-- Instructions to follow --
Write out, word for word, the entries from the line with "segment: concrete ledge" up to and including the last line of the entries.

-- Extracted records --
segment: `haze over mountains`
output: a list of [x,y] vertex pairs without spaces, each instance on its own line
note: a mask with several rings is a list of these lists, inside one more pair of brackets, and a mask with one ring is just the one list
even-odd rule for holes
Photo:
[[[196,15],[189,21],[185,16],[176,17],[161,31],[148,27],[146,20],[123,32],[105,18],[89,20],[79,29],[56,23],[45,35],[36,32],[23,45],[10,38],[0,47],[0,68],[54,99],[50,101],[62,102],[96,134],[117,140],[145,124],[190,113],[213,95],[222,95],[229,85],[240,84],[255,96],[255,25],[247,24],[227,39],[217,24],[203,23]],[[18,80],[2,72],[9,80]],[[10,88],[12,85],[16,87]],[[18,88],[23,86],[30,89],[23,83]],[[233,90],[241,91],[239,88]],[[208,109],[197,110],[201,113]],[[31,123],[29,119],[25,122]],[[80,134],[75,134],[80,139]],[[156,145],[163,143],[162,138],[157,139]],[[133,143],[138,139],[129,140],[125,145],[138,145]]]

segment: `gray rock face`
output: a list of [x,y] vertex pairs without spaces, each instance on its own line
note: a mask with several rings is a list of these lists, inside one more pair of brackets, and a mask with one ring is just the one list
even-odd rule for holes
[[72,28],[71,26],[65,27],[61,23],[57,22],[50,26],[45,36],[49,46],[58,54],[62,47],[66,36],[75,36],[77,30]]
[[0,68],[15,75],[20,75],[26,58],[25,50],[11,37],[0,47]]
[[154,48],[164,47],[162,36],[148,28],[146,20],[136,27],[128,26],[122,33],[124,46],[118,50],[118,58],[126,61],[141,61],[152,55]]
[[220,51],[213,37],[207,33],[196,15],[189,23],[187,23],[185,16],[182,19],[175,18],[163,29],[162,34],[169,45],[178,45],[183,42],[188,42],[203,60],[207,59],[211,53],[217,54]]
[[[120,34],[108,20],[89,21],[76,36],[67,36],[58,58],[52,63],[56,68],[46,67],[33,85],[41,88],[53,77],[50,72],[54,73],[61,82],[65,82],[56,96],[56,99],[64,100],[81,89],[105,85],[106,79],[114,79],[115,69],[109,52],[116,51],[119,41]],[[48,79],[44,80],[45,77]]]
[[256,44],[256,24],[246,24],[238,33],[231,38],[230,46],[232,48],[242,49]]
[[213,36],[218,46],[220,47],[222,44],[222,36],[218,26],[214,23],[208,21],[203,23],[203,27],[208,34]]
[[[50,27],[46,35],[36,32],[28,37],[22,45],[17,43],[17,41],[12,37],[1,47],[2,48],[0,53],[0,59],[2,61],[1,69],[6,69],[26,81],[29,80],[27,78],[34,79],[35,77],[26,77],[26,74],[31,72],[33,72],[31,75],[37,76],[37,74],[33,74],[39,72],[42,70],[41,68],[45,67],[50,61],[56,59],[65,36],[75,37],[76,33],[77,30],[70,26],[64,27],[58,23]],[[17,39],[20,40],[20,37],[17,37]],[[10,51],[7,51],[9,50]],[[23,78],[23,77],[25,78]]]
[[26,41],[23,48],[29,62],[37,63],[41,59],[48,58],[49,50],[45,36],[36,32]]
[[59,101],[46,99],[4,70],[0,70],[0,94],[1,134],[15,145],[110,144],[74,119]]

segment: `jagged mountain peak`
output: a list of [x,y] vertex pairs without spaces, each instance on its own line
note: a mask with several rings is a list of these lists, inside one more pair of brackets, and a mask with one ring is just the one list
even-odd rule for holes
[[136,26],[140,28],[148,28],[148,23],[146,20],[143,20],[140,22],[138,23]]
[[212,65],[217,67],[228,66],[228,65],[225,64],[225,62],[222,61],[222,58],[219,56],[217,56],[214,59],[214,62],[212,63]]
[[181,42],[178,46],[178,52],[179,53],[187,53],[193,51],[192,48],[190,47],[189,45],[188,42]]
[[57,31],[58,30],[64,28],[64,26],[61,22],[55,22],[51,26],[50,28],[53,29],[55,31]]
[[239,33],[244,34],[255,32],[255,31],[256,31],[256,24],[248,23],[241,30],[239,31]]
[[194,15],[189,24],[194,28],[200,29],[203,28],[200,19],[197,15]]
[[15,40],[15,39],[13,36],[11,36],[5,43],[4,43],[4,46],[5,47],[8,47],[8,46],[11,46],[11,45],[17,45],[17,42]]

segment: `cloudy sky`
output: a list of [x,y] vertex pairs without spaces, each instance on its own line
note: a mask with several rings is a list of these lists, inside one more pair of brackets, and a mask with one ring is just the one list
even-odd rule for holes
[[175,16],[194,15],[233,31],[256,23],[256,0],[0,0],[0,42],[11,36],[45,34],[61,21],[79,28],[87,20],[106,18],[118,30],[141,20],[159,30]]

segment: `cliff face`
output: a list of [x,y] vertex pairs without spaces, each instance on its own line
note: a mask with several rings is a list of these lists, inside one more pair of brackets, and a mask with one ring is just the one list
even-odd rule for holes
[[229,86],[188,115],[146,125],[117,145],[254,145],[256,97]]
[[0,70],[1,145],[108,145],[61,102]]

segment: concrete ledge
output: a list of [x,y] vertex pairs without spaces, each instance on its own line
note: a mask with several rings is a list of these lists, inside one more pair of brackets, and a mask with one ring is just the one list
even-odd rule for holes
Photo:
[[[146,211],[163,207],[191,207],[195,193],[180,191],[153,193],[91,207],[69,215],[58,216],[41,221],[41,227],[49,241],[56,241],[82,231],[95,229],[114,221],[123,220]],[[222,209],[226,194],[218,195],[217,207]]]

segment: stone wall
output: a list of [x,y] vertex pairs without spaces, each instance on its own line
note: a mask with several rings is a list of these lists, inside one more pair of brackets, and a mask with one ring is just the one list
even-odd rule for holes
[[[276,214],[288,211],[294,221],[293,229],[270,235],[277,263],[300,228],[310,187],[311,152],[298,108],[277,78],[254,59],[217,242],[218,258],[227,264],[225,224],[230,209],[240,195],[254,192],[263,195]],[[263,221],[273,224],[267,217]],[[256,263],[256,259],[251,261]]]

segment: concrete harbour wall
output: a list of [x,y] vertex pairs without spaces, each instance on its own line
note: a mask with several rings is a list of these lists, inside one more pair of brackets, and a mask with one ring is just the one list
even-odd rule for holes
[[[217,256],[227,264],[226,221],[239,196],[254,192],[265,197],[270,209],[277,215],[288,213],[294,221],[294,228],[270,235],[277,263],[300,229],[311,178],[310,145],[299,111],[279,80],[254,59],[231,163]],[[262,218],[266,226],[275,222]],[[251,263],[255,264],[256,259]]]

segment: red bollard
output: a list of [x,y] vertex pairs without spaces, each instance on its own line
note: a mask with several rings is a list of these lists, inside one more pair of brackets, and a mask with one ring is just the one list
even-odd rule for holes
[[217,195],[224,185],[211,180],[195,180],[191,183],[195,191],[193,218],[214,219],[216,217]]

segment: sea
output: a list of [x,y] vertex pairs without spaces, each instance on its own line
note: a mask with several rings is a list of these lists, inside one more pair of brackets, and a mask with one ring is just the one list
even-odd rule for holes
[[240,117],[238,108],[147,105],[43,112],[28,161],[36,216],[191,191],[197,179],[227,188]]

-- Final answer --
segment: concrete ledge
output: a list of [x,y] vertex pairs without spaces, each instance on its own line
note: a mask with several rings is a list of these lists, inside one more pair of brackets, and a mask with one ring is just the one list
even-odd rule for holes
Photo:
[[[146,211],[163,207],[191,207],[195,193],[180,191],[153,193],[91,207],[69,215],[58,216],[41,221],[41,227],[49,241],[56,241],[82,231],[95,229],[114,221],[123,220]],[[222,209],[226,194],[218,195],[217,207]]]

segment: stone wall
output: a list of [x,y] vertex pairs without spaces, each instance on its own line
note: a mask with several rings is a list of these lists, inside one more pair of brackets, and a mask with one ring is just the one list
even-odd rule for holes
[[[276,214],[288,211],[294,221],[293,229],[270,235],[277,263],[300,228],[310,187],[311,152],[298,108],[277,78],[254,59],[217,242],[218,258],[227,264],[225,224],[230,209],[240,195],[254,192],[263,195]],[[263,221],[273,224],[267,217]],[[256,263],[256,259],[251,261]]]

segment: concrete harbour wall
output: a list of [x,y] vertex pairs without spaces, each instance on its own line
note: a mask with several rings is a list of these lists, inside one more pair of brackets, and a mask with one ring is just the one list
even-odd rule for holes
[[[217,256],[227,264],[226,221],[239,196],[254,192],[265,197],[270,209],[277,215],[288,213],[294,221],[294,228],[270,235],[277,263],[300,229],[311,178],[310,145],[299,111],[279,80],[254,59],[231,163]],[[262,218],[266,226],[275,222]],[[251,263],[255,264],[256,259]]]

segment: red bollard
output: a list of [x,y] vertex pairs without spaces, each instance on its own line
note: a mask with several rings is a list of these lists, inside one more pair of brackets, and a mask with one ring is just the one list
even-odd rule for holes
[[217,195],[224,185],[211,180],[195,180],[191,183],[195,191],[193,218],[214,219],[216,217]]

segment: sea
output: a list of [x,y] vertex pairs without spaces, each instance on its own line
note: a mask with several rings is a list of these lists, inside one more pair of brackets, and a mask with one ring is just the one list
even-odd rule for holes
[[240,117],[238,108],[147,105],[43,112],[28,161],[36,216],[191,191],[197,179],[227,188]]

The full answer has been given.